* **Exercise goal**
Reproduce each line from the first in the data through the line that contains "317L203 332L224 319V312L177" exactly; give nothing else.

[[ Data, beginning ]]

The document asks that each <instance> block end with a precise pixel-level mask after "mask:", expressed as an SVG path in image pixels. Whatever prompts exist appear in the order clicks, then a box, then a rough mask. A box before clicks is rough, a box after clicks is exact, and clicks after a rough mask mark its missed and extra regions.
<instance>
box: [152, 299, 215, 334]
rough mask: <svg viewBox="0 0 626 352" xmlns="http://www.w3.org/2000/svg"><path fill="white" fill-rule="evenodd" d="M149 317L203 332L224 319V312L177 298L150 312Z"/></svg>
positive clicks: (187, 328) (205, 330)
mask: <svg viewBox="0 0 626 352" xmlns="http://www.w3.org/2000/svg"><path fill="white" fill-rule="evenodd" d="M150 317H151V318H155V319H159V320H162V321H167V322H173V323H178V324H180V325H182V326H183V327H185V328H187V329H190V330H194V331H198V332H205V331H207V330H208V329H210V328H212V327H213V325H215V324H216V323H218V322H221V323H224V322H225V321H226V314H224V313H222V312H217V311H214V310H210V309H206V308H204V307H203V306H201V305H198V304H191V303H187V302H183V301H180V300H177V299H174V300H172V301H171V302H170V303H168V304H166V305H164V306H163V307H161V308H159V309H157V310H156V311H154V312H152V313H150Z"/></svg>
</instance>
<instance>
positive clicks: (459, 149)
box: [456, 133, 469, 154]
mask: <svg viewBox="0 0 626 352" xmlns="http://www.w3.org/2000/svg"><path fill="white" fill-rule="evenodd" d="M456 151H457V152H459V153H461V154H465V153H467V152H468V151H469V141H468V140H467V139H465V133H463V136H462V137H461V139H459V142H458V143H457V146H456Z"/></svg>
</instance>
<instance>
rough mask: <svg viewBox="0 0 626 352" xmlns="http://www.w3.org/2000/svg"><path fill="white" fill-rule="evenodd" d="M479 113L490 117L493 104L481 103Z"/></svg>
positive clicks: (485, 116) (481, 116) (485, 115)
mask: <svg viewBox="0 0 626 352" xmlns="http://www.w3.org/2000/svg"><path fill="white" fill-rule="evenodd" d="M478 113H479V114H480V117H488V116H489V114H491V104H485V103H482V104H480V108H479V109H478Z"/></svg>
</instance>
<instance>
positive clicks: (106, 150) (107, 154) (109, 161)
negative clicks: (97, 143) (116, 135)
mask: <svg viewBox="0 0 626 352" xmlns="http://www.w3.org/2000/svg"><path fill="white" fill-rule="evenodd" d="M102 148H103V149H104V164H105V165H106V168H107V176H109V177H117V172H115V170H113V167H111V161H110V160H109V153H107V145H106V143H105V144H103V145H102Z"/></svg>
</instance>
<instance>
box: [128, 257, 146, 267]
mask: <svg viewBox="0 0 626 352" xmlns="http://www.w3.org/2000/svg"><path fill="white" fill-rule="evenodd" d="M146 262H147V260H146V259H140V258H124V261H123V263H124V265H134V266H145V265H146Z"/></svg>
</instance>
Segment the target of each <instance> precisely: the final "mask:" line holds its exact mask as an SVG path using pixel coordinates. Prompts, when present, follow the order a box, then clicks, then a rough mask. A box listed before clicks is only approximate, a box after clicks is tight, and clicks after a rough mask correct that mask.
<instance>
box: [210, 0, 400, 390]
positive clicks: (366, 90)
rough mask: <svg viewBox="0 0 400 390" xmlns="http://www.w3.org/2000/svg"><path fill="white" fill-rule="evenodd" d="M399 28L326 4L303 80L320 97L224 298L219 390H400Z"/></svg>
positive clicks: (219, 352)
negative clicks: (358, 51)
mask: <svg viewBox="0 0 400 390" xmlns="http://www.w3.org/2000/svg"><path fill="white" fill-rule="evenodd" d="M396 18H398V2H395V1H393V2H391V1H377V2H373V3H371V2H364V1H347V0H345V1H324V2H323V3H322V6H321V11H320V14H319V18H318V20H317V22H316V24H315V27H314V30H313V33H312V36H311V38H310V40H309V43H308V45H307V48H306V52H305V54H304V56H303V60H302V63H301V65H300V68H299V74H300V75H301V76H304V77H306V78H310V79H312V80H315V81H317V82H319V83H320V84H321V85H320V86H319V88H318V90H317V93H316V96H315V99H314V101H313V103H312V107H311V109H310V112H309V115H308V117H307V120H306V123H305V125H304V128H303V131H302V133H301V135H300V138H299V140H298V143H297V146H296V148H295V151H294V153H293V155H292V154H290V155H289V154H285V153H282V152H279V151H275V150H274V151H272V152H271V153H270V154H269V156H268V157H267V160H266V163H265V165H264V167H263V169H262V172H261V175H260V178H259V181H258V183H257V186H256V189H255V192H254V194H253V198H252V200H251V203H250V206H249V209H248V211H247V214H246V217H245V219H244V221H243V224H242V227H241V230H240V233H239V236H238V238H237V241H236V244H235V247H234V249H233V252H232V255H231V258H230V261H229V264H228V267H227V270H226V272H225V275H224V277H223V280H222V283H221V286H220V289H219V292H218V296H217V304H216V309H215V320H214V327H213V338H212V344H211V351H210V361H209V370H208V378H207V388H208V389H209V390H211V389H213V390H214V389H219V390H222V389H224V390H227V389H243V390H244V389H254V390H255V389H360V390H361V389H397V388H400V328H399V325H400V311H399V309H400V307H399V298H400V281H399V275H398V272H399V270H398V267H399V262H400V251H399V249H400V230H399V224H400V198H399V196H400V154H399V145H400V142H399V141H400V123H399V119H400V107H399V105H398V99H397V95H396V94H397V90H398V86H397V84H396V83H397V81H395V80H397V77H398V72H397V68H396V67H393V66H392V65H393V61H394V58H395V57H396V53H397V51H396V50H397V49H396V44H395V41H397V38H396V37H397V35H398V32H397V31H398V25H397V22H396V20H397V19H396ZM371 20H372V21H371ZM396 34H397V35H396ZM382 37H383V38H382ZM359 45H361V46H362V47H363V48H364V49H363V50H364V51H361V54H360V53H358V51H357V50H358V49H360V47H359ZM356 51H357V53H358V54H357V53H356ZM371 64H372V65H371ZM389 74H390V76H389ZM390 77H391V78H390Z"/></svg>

[[ Data, end ]]

* **Output of the exercise**
The document asks that each <instance> block end with a precise pixel-level mask after "mask:", expressed as an SVG path in image pixels. Whatever prompts exist appear in the order clicks, then a box, then a rough mask. A box before clicks is rough, a box after clicks is exact, and clicks after a rough mask mark its missed and extra regions.
<instance>
box: [152, 299, 215, 334]
rough mask: <svg viewBox="0 0 626 352" xmlns="http://www.w3.org/2000/svg"><path fill="white" fill-rule="evenodd" d="M149 317L203 332L224 319V312L177 298L150 312Z"/></svg>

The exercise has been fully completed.